**WHAT IS BEING ASKED**
The lines from the start of the records through the one containing "Target: brown fence panel" are to be restated word for word; please include both ends.
==== THE INPUT ====
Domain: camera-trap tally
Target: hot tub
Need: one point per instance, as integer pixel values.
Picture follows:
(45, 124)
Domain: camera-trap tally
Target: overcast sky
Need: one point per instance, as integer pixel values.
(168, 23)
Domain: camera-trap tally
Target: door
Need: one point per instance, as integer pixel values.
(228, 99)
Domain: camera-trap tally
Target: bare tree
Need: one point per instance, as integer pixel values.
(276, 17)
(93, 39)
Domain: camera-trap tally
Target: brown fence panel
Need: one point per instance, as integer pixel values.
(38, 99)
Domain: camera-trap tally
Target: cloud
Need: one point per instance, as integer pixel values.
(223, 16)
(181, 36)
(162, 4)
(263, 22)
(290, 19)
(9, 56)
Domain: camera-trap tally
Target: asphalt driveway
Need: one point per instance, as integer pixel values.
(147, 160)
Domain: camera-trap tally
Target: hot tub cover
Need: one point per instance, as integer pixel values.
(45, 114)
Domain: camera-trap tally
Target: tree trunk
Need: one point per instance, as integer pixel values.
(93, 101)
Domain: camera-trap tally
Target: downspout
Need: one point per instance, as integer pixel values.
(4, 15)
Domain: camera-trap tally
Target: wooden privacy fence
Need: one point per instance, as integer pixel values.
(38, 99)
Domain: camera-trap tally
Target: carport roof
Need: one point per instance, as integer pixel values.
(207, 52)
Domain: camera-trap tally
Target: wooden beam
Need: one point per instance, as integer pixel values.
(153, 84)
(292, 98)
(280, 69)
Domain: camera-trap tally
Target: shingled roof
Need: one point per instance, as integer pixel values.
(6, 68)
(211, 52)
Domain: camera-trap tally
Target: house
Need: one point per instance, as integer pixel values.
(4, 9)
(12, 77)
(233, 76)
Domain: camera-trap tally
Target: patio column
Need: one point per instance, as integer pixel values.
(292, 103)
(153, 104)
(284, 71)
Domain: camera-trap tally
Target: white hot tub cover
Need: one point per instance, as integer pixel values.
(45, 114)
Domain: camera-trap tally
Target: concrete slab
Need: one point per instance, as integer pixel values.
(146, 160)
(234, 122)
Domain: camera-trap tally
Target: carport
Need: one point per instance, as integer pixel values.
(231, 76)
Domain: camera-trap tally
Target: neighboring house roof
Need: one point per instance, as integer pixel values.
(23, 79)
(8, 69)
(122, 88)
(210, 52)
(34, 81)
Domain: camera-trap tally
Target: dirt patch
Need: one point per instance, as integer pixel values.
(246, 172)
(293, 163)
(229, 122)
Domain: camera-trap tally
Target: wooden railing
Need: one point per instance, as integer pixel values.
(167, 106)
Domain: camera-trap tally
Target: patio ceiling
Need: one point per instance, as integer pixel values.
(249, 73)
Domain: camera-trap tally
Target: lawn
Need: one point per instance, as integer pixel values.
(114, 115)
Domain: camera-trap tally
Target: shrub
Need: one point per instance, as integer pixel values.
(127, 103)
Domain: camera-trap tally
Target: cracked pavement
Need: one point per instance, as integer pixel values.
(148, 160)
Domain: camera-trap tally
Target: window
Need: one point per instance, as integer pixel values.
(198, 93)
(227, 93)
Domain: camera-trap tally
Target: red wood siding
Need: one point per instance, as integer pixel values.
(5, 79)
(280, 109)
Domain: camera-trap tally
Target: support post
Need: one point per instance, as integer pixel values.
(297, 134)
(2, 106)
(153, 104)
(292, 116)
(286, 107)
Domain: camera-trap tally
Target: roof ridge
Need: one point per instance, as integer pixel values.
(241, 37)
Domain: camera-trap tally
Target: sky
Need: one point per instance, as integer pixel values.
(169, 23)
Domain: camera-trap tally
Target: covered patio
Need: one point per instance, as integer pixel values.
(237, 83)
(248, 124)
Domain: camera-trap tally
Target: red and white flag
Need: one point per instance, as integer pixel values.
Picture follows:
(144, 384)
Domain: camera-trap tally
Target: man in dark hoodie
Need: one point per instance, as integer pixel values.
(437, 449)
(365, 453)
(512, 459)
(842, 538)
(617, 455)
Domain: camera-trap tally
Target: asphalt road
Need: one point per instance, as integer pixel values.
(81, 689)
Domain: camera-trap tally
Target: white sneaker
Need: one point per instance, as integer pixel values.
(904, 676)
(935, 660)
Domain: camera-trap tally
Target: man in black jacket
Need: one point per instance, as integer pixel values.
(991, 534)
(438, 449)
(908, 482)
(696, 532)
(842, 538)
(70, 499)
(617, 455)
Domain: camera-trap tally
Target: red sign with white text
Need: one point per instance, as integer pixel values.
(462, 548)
====
**RESPONSE**
Domain: camera-trap tally
Target: hot tub
Need: one point per instance, as integer pixel values.
Picture follows:
(45, 124)
Domain: camera-trap tally
Target: overcast sky
Need: one point per instance, as integer pixel values.
(168, 23)
Domain: camera-trap tally
Target: door
Need: one point per instance, as integer pixel values.
(228, 99)
Domain: camera-trap tally
Target: bare tree
Need: one point per instance, as integer pixel values.
(276, 17)
(93, 39)
Domain: camera-trap tally
Target: brown fence panel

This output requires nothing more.